INFORMATION PROVIDED -
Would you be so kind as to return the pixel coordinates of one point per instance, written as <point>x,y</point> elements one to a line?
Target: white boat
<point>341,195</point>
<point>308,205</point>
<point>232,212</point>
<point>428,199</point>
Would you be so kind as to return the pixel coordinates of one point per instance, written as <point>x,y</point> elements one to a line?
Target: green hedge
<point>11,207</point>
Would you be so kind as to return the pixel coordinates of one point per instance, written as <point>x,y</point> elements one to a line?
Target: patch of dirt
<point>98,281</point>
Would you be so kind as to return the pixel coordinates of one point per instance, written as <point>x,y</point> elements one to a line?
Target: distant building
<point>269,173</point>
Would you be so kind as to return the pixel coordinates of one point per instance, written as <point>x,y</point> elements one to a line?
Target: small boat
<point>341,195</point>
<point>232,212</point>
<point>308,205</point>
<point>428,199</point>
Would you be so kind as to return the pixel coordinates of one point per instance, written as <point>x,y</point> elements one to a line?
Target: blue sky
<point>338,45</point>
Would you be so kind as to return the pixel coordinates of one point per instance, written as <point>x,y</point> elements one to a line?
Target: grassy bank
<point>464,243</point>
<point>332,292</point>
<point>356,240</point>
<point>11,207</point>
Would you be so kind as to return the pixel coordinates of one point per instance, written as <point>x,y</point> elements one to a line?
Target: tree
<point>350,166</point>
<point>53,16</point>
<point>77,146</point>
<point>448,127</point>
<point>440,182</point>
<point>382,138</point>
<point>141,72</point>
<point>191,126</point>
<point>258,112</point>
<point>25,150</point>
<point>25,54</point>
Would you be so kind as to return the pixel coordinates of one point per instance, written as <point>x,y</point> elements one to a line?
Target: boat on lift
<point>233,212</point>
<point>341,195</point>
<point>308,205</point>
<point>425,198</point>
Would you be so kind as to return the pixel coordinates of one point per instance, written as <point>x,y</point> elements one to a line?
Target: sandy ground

EXERCISE PROMPT -
All of the records above need to be copied exactly.

RESULT OF THE EXERCISE -
Would you be so kind as to return the pixel coordinates of one point per instance, written as <point>x,y</point> elements one to a line?
Target: white boat
<point>341,195</point>
<point>308,205</point>
<point>232,212</point>
<point>428,199</point>
Would you be so kind as to return the pixel coordinates of one point per instance, written as <point>x,y</point> elements one to a line?
Target: green hedge
<point>11,207</point>
Would you be so kind as to return the pixel coordinates of one point per instance, written as <point>x,y</point> elements one to a line?
Target: patch of dirt
<point>98,281</point>
Would you be so kind as to return the pixel coordinates of one point per instance, written as <point>x,y</point> elements one to a line?
Target: distant building
<point>269,173</point>
Would you be so kind as to return the pixel coordinates of one point per instance, written as <point>x,y</point> elements one to a line?
Target: small boat
<point>341,195</point>
<point>232,212</point>
<point>308,205</point>
<point>428,199</point>
Would you be so kind as to return the pixel coordinates of one point per instance, written as <point>x,y</point> elements one to a line?
Target: blue sky
<point>338,45</point>
Would you be so kind as to return the pixel coordinates of one point per instance, written as <point>x,y</point> elements one to a line?
Target: grassy bank
<point>464,243</point>
<point>332,292</point>
<point>356,240</point>
<point>11,207</point>
Would you be so kind as to return the pixel coordinates of one point per instance, written as <point>x,y</point> elements one to a line?
Target: tree
<point>350,166</point>
<point>53,16</point>
<point>77,146</point>
<point>448,127</point>
<point>440,182</point>
<point>382,138</point>
<point>141,72</point>
<point>191,126</point>
<point>258,112</point>
<point>25,150</point>
<point>25,54</point>
Would you be so kind as to return the pixel coordinates of one point per instance, written as <point>x,y</point> elements one to a line?
Target: boat on lift
<point>233,212</point>
<point>341,195</point>
<point>308,205</point>
<point>425,198</point>
Would you be so kind as to return the pixel coordinates of one point per instance, written as <point>x,y</point> elements one to a line?
Target: sandy ground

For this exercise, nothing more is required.